* _Selection_

Begin

I am not at all sure what I can add today to the conversations about the digital liberal arts going on here at Middlebury, but I will try to outline some ways in which we might think broadly about how our institutions organize and engage with the digital. And why we should be taking appropriate measures, scaled and organized in ways suitable for our respective institutions, to do so.
This semester I am teaching a graduate interdisciplinary seminar on digital humanities with students from Modern Languages, English, Anthropology, Art History, and History. We’ve spent this semester trying to define what is digital humanities and considering how we might broaden the digital across and into the disciplines, across and into our communities, and across and into our diverse world.
It seems clear that we have a historic opportunity, and an obligation. We are the inheritors of the cultural print record, and of the knowledge domains and practices we associate with our disciplines. We are participating in a global communication revolution, in which economic, cultural, and technological changes raise basic questions about the production, preservation, and dissemination of knowledge.
As Ian McNeeley and Lisa Wolverton have written, “The ways in which we organize intellectual activity remain crucial to how we create new knowledge and draw on it for moral and practical guidance in daily life.” Studying the organizational history of knowledge from the library, to the monastery, the university, the disciplines, and the laboratory, they warn that “innovation in technology does little in itself to guarrantee the progress of knowledge as a whole. We risk committing a serious error by thinking that cheap information made universally available through electronic media fulfills the requirements of a democratic society for organized knowledge.” (Reinventing Knowledge, from Alexandria to the Internet, xx)
Historians of information, media and communication, and the book have shown repeatedly that the “ruptures” we sometimes take for granted are instead processes with specific forces and conditions. Specificity is required for understanding “the book” “the Internet” “the telegraph” “the railroad” “the digital.” To speak in “big culture” terms about any of these media is to lose our bearing on the conditions under which they came into being and operate.
One thing we need to do is to consider what is rendered less visible through the digital–what is elided, lost, missing, or no longer available despite the unprecedented circulation of information and knowledge. We have a responsibility in fact to address these losses. Gabrielle Hecht and Paul Edwards in a recent AHR Roundtable on this subject asked, “What knowledge in this period of supposedly free circulation of ideas fails to circulate?” We might extend this question: what does the digital form of knowledge production and circulation privilege? And what should we do about these exclusions and invisibilities? (American Historical Review, December 2011, 1398-1402)
When we ask these questions we begin to see that knowledge systems and infrastructures are living, changing, human systems. Knowledge systems require maintenance and regeneration in altered conditions. Brian Larkin in the same AHR Roundtable pointed out that the forms of knowledge exchange and circulation–media–“are not neutral vehicles simply transmitting data, but they actively shape the information they traffic.”

End

* _Source excerpt_
Begin

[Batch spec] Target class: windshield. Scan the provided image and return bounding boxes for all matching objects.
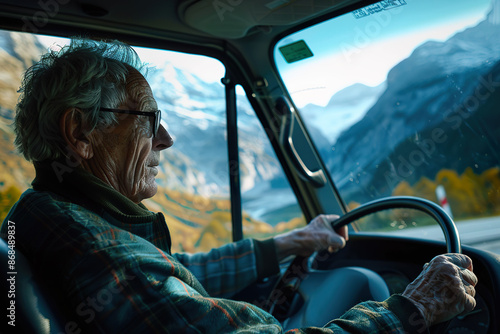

End

* _Your goal_
Retype the passage in the digital liberal arts talk above between "Historians of information, media" and "being and operate.", inclusive.

* _Written solution_
Historians of information, media and communication, and the book have shown repeatedly that the “ruptures” we sometimes take for granted are instead processes with specific forces and conditions. Specificity is required for understanding “the book” “the Internet” “the telegraph” “the railroad” “the digital.” To speak in “big culture” terms about any of these media is to lose our bearing on the conditions under which they came into being and operate.